**WHAT TO DO**
What follows is a set of records; repeat all of them exactly.

┄┄┄┄┄┄

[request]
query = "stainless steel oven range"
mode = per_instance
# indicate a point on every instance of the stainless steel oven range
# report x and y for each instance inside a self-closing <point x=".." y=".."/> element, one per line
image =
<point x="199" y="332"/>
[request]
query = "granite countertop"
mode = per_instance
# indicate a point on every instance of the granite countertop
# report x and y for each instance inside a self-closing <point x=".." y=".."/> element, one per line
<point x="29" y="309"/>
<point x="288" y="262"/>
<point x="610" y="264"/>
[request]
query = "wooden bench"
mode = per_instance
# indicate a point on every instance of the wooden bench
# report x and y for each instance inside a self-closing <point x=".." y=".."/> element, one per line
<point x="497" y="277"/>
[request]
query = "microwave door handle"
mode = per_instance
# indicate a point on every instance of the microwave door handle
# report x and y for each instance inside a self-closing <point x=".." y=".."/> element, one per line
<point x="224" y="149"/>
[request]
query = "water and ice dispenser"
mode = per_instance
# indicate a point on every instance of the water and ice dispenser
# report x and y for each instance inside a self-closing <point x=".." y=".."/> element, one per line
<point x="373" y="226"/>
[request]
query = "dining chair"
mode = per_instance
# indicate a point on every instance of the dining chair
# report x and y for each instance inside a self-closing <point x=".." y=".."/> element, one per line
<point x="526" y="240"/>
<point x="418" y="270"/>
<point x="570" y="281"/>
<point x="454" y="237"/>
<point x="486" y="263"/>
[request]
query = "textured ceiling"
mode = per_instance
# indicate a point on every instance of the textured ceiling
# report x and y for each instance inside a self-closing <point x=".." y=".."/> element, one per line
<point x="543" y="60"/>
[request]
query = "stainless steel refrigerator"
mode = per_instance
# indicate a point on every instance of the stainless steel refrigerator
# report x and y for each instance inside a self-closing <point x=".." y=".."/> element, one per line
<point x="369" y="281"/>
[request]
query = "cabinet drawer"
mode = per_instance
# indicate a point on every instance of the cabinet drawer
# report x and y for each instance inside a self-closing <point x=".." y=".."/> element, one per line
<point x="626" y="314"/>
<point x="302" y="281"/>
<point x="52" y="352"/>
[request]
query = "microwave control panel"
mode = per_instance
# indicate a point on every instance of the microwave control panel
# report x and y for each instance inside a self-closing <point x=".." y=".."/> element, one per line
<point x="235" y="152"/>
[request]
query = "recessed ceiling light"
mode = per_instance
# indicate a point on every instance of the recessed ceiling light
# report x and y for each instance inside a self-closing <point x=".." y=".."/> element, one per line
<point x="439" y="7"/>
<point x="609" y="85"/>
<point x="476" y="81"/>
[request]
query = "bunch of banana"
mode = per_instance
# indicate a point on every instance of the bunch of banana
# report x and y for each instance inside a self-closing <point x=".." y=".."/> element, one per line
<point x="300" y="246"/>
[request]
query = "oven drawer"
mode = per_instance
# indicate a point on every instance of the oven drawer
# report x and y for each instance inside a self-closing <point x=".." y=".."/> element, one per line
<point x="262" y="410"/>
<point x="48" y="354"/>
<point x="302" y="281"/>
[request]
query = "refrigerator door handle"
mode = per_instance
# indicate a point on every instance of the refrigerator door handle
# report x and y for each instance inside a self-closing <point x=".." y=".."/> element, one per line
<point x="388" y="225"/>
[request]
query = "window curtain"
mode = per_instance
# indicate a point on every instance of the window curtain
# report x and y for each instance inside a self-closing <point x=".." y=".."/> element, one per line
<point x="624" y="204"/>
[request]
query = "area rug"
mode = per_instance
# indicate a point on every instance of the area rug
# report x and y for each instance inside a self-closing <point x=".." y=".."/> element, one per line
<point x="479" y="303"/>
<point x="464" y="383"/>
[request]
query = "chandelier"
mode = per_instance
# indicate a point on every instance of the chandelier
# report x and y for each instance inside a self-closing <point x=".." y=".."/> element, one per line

┄┄┄┄┄┄

**EXERCISE RESULT**
[request]
query = "stainless steel oven range"
mode = per_instance
# indicate a point on every instance of the stainless steel oven range
# report x and y for each instance inside a self-closing <point x=".." y=".."/> element, one per line
image =
<point x="199" y="332"/>
[request]
query = "granite countertop"
mode = per_instance
# indicate a point on every instance of the granite countertop
# report x and y for each instance inside a self-closing <point x=".." y=".."/> element, one per line
<point x="29" y="309"/>
<point x="288" y="262"/>
<point x="610" y="264"/>
[request]
query = "wooden bench"
mode = per_instance
# indicate a point on every instance of the wooden bench
# report x and y for each instance inside a self-closing <point x=".." y=".."/> element, one per line
<point x="497" y="277"/>
[request]
query = "microwave door handle"
mode = per_instance
# indicate a point on every instance of the microwave door handle
# report x and y for each instance inside a self-closing <point x=".." y=".."/> element, one per line
<point x="224" y="149"/>
[request]
query = "water and ice dispenser"
mode = per_instance
# indicate a point on every instance of the water and ice dispenser
# report x and y for each instance inside a self-closing <point x=".." y=".."/> element, one per line
<point x="373" y="226"/>
[request]
query = "dining chair"
mode = per_instance
# indicate a point on every instance of the dining chair
# report x and y for each instance inside a self-closing <point x=".." y=".."/> element, one per line
<point x="526" y="240"/>
<point x="418" y="270"/>
<point x="570" y="281"/>
<point x="454" y="237"/>
<point x="486" y="263"/>
[request]
query = "textured ceiling"
mode = per_instance
# indicate a point on every instance of the textured ceiling
# report x and y for each instance inside a self-closing <point x=".." y=".."/> element, one per line
<point x="543" y="60"/>
[request]
query = "stainless steel refrigerator"
mode = per_instance
# indicate a point on every instance of the stainless steel refrigerator
# report x and y for each instance inside a self-closing <point x=".." y=".."/> element, one per line
<point x="369" y="281"/>
[request]
query = "cabinet drawer"
mode = per_instance
# indicate a point on every instance of the cabinet drawer
# report x and y for each instance inside a self-closing <point x=".." y=".."/> element, one per line
<point x="626" y="314"/>
<point x="302" y="281"/>
<point x="52" y="352"/>
[request]
query = "microwave control panel"
mode = per_instance
# indicate a point on every instance of the microwave control panel
# report x and y for each instance inside a self-closing <point x=".." y=".."/> element, one per line
<point x="235" y="152"/>
[request]
query = "recessed ceiling light"
mode = per_instance
# indicate a point on every instance of the recessed ceiling light
# report x and y for each instance inside a self-closing <point x=".." y=".."/> element, one per line
<point x="439" y="7"/>
<point x="609" y="85"/>
<point x="476" y="81"/>
[request]
query = "bunch of banana"
mode = per_instance
# indicate a point on every instance of the bunch of banana
# report x and y for each instance inside a self-closing <point x=".." y=".."/> element, one per line
<point x="300" y="246"/>
[request]
query = "oven drawer"
mode = per_instance
# indicate a point on every instance of the oven drawer
# report x and y for each instance inside a self-closing <point x=".." y=".."/> element, one per line
<point x="262" y="410"/>
<point x="48" y="354"/>
<point x="302" y="281"/>
[request]
query = "refrigerator door handle"
mode = per_instance
# indicate a point on every instance of the refrigerator door handle
# report x and y for each instance inside a self-closing <point x=".." y=".."/> element, one per line
<point x="388" y="225"/>
[request]
query = "window curtain"
mode = per_instance
# indicate a point on every instance of the window curtain
# report x and y for each instance inside a self-closing <point x=".." y=".."/> element, one per line
<point x="624" y="204"/>
[request]
query = "area rug"
mode = per_instance
# indicate a point on every instance of the area rug
# report x and y for each instance inside a self-closing <point x=".." y=".."/> element, one per line
<point x="479" y="303"/>
<point x="464" y="383"/>
[request]
query = "chandelier"
mode = per_instance
# indicate a point on every instance of the chandelier
# report x and y for each instance inside a self-closing <point x=".." y=".."/> element, one per line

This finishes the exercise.